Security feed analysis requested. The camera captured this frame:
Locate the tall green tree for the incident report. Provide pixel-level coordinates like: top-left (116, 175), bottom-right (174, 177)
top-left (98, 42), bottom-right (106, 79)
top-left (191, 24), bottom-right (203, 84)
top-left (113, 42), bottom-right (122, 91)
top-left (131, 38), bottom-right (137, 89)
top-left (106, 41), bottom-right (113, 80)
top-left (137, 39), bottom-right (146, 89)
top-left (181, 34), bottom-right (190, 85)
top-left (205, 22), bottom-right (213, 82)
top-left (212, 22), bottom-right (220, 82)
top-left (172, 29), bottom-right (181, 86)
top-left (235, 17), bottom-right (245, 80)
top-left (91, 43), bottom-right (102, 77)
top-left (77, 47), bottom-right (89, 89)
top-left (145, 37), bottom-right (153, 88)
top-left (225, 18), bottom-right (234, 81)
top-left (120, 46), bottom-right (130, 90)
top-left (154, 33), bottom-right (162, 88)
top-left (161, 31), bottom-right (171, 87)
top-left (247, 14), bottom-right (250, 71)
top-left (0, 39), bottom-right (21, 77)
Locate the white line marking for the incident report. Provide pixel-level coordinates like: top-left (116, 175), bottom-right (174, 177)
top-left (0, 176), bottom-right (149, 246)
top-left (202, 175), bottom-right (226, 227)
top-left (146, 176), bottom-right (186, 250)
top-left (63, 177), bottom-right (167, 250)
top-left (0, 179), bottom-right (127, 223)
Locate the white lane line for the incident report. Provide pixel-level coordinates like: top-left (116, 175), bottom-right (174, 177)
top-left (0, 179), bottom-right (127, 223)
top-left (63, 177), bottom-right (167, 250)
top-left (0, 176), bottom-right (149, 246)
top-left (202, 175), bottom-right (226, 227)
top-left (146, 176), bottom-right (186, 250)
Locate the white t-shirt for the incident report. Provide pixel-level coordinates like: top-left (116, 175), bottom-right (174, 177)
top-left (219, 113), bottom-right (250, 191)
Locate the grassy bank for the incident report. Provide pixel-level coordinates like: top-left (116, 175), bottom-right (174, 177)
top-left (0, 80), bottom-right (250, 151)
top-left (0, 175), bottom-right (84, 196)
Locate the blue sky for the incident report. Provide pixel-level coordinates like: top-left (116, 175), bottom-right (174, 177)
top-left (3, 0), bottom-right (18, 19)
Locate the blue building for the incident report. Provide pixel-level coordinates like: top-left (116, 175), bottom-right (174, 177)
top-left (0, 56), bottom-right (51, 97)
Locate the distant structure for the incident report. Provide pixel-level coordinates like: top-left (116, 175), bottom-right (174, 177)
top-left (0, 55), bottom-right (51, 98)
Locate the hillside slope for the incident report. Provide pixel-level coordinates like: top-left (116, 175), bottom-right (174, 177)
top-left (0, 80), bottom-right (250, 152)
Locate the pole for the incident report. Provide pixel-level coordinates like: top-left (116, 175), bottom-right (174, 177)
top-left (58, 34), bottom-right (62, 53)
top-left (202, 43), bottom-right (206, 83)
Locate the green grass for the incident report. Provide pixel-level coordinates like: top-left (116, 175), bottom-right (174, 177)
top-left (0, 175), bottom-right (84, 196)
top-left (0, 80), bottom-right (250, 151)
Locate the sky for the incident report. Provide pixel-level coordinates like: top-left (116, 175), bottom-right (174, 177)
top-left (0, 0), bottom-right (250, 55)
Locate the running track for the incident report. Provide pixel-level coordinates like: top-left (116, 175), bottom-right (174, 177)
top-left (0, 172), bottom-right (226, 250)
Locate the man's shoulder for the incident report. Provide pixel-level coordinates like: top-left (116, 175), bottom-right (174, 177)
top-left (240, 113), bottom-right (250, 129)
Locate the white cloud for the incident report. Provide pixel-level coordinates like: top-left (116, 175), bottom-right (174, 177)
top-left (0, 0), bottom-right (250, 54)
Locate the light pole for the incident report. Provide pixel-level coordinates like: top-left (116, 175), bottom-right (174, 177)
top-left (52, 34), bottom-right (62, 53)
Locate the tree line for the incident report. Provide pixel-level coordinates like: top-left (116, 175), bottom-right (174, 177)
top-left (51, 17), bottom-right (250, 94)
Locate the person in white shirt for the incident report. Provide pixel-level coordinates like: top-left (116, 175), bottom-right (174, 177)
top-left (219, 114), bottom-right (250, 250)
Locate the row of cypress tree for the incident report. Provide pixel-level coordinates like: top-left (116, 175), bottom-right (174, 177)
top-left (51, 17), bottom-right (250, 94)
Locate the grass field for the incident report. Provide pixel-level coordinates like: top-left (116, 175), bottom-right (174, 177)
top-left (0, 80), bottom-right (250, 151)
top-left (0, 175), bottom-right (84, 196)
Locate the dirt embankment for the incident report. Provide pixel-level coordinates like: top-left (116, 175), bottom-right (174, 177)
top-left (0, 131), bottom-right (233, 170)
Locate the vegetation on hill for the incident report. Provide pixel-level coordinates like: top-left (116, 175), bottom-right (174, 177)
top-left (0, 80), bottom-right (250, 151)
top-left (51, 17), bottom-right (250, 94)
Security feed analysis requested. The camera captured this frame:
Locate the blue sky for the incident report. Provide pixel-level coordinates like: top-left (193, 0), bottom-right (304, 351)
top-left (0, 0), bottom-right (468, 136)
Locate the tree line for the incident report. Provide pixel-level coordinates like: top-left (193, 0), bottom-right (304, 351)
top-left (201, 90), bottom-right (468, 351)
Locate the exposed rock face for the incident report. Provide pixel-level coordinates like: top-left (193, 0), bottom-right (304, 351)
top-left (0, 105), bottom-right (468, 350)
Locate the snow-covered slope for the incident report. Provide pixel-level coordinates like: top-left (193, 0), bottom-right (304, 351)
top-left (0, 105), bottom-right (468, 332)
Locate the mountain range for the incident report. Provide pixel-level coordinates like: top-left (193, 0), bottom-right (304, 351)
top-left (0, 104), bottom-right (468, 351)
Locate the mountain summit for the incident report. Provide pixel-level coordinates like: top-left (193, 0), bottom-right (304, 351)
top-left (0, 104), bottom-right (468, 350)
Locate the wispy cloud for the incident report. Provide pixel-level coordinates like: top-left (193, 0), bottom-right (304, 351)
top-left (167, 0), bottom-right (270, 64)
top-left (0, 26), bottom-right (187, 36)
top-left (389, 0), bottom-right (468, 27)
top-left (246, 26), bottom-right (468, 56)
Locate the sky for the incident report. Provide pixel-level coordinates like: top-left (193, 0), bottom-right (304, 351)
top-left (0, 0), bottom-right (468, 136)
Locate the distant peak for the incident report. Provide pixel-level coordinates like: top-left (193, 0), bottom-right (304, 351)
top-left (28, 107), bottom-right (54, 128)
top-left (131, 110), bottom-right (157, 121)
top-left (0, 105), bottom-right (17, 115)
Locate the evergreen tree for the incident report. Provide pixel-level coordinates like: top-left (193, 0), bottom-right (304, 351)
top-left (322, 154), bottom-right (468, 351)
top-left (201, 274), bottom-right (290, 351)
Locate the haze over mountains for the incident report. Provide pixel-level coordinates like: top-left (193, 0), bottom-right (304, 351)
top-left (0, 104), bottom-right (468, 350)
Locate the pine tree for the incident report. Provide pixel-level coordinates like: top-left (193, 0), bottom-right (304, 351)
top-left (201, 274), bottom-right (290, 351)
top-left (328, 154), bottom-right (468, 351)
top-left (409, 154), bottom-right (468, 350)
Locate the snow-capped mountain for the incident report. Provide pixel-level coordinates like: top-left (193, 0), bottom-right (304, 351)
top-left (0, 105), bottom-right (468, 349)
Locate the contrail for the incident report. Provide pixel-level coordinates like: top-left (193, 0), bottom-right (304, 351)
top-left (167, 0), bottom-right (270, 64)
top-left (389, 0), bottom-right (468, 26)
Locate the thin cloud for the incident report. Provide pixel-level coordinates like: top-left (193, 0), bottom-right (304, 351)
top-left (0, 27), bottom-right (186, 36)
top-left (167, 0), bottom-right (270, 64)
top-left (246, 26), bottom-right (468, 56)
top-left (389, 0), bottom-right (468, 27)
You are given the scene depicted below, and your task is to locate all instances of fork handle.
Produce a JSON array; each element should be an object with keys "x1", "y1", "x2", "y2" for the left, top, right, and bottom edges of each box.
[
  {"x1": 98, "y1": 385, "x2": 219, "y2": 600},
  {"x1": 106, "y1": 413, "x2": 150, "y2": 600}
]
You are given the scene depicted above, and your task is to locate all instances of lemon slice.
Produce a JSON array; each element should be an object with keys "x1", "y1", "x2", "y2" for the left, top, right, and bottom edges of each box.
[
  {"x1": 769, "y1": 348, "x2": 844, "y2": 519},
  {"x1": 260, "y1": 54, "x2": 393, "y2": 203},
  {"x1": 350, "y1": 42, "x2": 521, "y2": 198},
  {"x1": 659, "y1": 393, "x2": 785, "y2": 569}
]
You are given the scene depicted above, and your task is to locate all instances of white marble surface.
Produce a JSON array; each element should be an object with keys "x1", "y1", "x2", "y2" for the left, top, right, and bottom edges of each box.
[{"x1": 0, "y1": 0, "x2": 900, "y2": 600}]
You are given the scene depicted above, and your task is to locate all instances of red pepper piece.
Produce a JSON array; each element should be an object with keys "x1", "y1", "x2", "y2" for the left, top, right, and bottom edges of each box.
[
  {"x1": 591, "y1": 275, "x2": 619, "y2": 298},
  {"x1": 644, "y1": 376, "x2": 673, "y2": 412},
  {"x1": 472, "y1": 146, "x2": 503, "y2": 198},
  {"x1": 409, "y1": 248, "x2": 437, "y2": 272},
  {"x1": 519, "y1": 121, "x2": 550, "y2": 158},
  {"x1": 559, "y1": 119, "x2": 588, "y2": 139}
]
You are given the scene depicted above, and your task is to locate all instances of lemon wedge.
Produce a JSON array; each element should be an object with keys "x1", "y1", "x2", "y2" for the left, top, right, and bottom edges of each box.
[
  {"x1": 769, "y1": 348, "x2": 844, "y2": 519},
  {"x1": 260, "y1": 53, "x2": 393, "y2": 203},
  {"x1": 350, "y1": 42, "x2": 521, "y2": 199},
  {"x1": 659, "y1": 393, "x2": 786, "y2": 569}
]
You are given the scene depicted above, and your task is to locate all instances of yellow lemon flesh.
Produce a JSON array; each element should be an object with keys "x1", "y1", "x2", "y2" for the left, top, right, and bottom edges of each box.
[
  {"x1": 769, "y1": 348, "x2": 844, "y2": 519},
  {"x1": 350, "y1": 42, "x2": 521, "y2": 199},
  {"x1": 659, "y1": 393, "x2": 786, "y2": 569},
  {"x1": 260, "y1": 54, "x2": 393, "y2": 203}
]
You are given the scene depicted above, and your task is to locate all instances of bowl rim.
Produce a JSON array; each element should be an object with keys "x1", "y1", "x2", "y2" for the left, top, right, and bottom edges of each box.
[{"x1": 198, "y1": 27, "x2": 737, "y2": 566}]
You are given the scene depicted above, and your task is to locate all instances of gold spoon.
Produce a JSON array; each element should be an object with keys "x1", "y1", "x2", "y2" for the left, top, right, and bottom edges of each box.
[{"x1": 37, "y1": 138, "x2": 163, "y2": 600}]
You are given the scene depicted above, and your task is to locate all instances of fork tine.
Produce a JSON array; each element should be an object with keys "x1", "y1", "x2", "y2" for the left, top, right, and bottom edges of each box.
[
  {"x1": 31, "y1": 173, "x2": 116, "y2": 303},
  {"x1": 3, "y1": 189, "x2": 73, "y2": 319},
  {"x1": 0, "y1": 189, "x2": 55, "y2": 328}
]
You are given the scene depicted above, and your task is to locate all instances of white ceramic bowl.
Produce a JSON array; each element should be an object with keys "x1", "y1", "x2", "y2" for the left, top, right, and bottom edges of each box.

------

■ The task ■
Copy the lines above word for word, from the one containing "Locate the pole" through the one containing "top-left (0, 0), bottom-right (250, 55)", both ends included, and write nothing else.

■ Expected output ■
Locate the pole for the incident report. Provide pixel-level coordinates like: top-left (116, 175), bottom-right (174, 177)
top-left (58, 34), bottom-right (62, 53)
top-left (202, 43), bottom-right (206, 83)
Locate the green grass for the incident report. Provide pixel-level coordinates like: top-left (116, 175), bottom-right (174, 177)
top-left (0, 175), bottom-right (84, 196)
top-left (0, 80), bottom-right (250, 151)
Locate the sky for the incident report. Provide pixel-level coordinates like: top-left (116, 175), bottom-right (174, 177)
top-left (0, 0), bottom-right (250, 55)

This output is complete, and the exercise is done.